═════ ОТРЫВОК ИЗ ИСТОЧНИКА ═════

Главная » Общество » Владимир Тимаков. Православие или язычество? Русский выбор

 

Владимир Тимаков. Православие или язычество? Русский выбор

 

 

Хотя Крещение Руси состоялось в 988 году, православное христианство далеко не сразу стало повсеместной народной верой. Современные сторонники языческого ренессанса утверждают, что Христа приняла только знать и что новая вера была навязана силой государственной машины, силой оружия, вопреки массовому сопротивлению народа. Отсюда делается вывод, что русские должны вернуться к исконной национальной вере предков, отвергнув насильственно внедрённые византийские заимствования.

Разобраться в этом споре поможет история Леонтия Ростовского, память которого совершается 5 июня.

Ростов Великий, куда был направлен епископом Леонтий, относился к числу важнейших политических центров древней Руси. Об этом свидетельствует хотя бы тот факт, что Ростов поначалу был уделом Ярослава Мудрого, будущего князя Киевского, одного из старших сыновей равноапостольного Владимира. Тем не менее, в середине XI века там преобладало языческое население.

═════ СТРОКИ НАБОРА ДАННЫХ ═════

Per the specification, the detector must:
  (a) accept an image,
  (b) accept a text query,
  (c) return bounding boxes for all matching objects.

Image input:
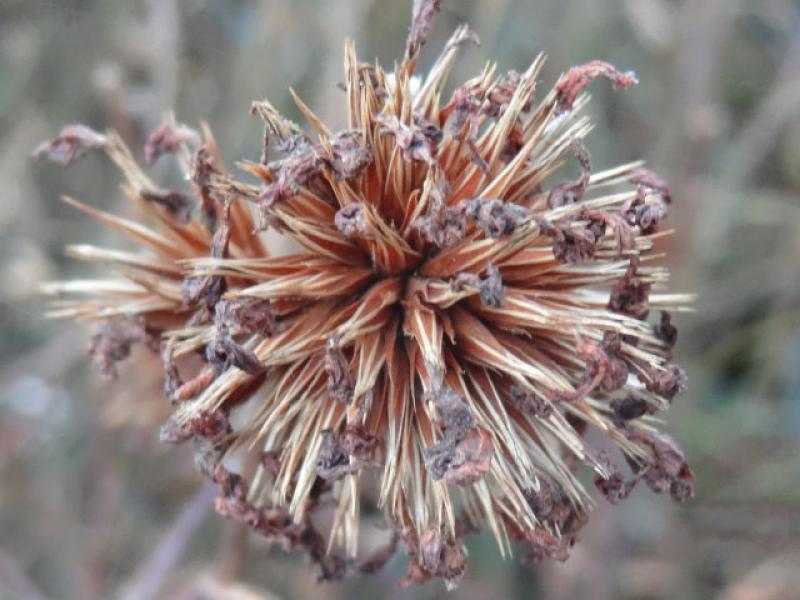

═════

-- ЗАДАНИЕ 1 --
Обнови статью о православии и язычестве: перепиши отрывок с "Ростов Великий, куда" по "преобладало языческое население." включительно, заменив "Леонтий" на "святитель Леонтий".
-- ЗАДАНИЕ 2 --
Какого числа совершается память Леонтия Ростовского, согласно статье о православии и язычестве?
-- ЗАДАНИЕ 3 --
Продолжи статью о православии и язычестве после её последнего предложения.

-- ОТВЕТ 1 --
Ростов Великий, куда был направлен епископом святитель Леонтий, относился к числу важнейших политических центров древней Руси. Об этом свидетельствует хотя бы тот факт, что Ростов поначалу был уделом Ярослава Мудрого, будущего князя Киевского, одного из старших сыновей равноапостольного Владимира. Тем не менее, в середине XI века там преобладало языческое население.

-- ОТВЕТ 2 --
5 июня.

-- ОТВЕТ 3 --
Преобладали язычники в Ростове не только численно, но, судя по всему, доминировали и в управлении городом. По крайней мере, им ничто не помешало изгнать двух предшествующих епископов Ростовских, Фёдора и Илариона, а затем изгнать и самого Леонтия. По-видимому, проповедь Леонтия пользовалась успехом у ростовской молодёжи, потому что летопись свидетельствует о возникшем конфликте притчей о вине, которое не вливают в меха ветхие, но вливают в меха новые. Однако городские старейшины настояли на остракизме Леонтия, и епископу пришлось поселиться в лесной пустыни, близ ручья Брутовщина (Брутовщица).

Скорее сего, своими добрыми делами и подвижничеством Леонтию удалось восстановить популярность среди горожан, после чего он вернулся в Ростов. Тогда наиболее фанатичная часть язычников попыталась убить епископа с клиром на пороге соборной церкви. Летопись повествует, что ему удалось остановить их силой слова и веры, описывая чудо умиротоврения, совершённое святителем.

История Леонтия Ростовского совершенно не вяжется с неоязыческой версией о насильственном навязывании Православия.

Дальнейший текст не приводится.